## Work item
What you return must match the data exactly, line for line.

[Dataset entries]
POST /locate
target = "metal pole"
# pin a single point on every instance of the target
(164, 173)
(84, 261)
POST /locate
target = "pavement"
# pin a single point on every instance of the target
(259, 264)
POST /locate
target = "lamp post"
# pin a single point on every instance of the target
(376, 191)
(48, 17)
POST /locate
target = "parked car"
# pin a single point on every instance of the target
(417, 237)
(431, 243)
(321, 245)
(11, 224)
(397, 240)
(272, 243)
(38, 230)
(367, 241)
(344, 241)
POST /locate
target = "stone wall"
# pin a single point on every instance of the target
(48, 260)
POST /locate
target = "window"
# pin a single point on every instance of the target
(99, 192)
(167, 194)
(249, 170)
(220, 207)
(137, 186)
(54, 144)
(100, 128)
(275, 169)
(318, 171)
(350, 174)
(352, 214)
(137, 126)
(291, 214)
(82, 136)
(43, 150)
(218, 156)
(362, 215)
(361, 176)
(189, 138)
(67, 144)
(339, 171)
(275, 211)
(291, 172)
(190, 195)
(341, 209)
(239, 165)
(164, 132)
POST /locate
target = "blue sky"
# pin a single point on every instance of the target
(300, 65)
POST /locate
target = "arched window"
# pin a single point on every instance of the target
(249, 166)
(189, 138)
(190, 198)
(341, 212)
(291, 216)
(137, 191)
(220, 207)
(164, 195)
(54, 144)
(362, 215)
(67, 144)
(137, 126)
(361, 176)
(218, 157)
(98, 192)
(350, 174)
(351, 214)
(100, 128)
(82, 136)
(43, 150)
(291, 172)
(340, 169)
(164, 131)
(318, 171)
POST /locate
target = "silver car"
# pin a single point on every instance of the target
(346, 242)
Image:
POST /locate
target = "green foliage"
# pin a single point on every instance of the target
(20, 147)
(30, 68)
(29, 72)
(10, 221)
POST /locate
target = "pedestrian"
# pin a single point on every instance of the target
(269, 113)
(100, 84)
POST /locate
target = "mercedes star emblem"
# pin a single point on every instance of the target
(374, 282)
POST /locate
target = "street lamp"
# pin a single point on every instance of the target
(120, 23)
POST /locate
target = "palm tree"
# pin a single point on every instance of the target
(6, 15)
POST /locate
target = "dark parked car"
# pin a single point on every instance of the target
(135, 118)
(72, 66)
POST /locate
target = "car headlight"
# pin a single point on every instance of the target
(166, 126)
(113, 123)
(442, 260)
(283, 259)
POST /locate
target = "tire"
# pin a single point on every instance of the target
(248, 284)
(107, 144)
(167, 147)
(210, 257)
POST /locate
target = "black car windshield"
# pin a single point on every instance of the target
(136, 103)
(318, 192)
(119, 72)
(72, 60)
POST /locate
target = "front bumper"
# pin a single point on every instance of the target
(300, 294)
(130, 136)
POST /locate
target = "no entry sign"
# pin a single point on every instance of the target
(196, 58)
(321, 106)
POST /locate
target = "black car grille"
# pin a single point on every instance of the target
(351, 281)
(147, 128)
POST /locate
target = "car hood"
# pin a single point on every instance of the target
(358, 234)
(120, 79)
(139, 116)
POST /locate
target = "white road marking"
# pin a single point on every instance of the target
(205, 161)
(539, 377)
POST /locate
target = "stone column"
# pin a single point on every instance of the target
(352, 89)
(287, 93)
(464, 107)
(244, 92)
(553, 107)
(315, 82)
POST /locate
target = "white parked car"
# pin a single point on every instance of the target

## Exercise result
POST /locate
target = "metal pole"
# pin a single point on every instance of the target
(164, 173)
(84, 261)
POST /locate
target = "pavement"
# pin a single point on every instance of the target
(259, 264)
POST /locate
target = "lamp post"
# pin a single point on every instance of the target
(376, 191)
(48, 17)
POST /locate
target = "parked car"
# pin a single point on every instance of the target
(417, 237)
(431, 243)
(321, 245)
(11, 224)
(397, 240)
(272, 243)
(38, 230)
(367, 241)
(344, 241)
POST /locate
target = "stone wall"
# pin a single point on every instance of the target
(48, 260)
POST /locate
target = "window"
# pin a single point on every instance of the target
(99, 192)
(167, 194)
(249, 170)
(220, 207)
(137, 186)
(54, 144)
(100, 128)
(275, 169)
(318, 171)
(350, 174)
(352, 214)
(137, 126)
(291, 214)
(82, 136)
(43, 150)
(218, 156)
(362, 215)
(361, 176)
(189, 138)
(67, 144)
(339, 171)
(275, 211)
(291, 172)
(190, 195)
(341, 209)
(239, 165)
(164, 132)
POST /locate
target = "blue sky"
# pin a single point on every instance of the target
(300, 65)
POST /locate
target = "arched window"
# pin a single point on every instance of the target
(249, 166)
(189, 138)
(190, 198)
(341, 212)
(291, 216)
(137, 191)
(220, 207)
(164, 195)
(54, 144)
(362, 215)
(67, 144)
(137, 126)
(361, 176)
(218, 157)
(98, 192)
(350, 174)
(351, 214)
(100, 128)
(82, 136)
(43, 150)
(291, 172)
(340, 169)
(164, 131)
(318, 171)
POST /locate
target = "silver car"
# pin a single point on every instance of the target
(346, 242)
Image:
POST /locate
target = "green foliage"
# pin a single point on every instance of the target
(20, 147)
(30, 68)
(29, 72)
(10, 221)
POST /locate
target = "pedestrian"
# pin a single point on every instance of the target
(269, 113)
(100, 84)
POST /locate
target = "mercedes star emblem"
# pin a single point on every instance of the target
(374, 282)
POST /locate
target = "street lamp"
# pin a single point on every instance of the target
(120, 23)
POST /locate
target = "palm tree"
# pin a single point on every instance of the target
(6, 15)
POST /locate
target = "dark parked car"
# pin a single point on every instance of the target
(135, 118)
(72, 66)
POST /locate
target = "car headlight"
# pin a single point on every instance of the target
(166, 126)
(113, 123)
(442, 260)
(283, 259)
POST /locate
target = "tire"
# pin a single point on every instance of the target
(248, 284)
(107, 144)
(167, 147)
(210, 257)
POST /locate
target = "black car windshield"
# pin a single point on every instance of the target
(136, 103)
(318, 192)
(119, 72)
(72, 60)
POST /locate
target = "front bumper"
# pin a single point on every instance of the target
(300, 294)
(130, 136)
POST /locate
target = "no entry sign"
# pin a single point on every instance of the target
(196, 58)
(321, 106)
POST /locate
target = "black car grille"
# pin a single point on every instance of the target
(351, 281)
(147, 128)
POST /locate
target = "car hood"
# pin a single point on every instance of the target
(358, 234)
(120, 79)
(139, 116)
POST /locate
target = "white road marking"
# pin a single point on every instance of the target
(205, 161)
(539, 377)
POST /locate
target = "stone column"
# pin a single point on every instance of the target
(352, 89)
(287, 93)
(464, 107)
(244, 92)
(553, 107)
(315, 82)
POST /locate
target = "white parked car"
# pin a single point on every instance of the target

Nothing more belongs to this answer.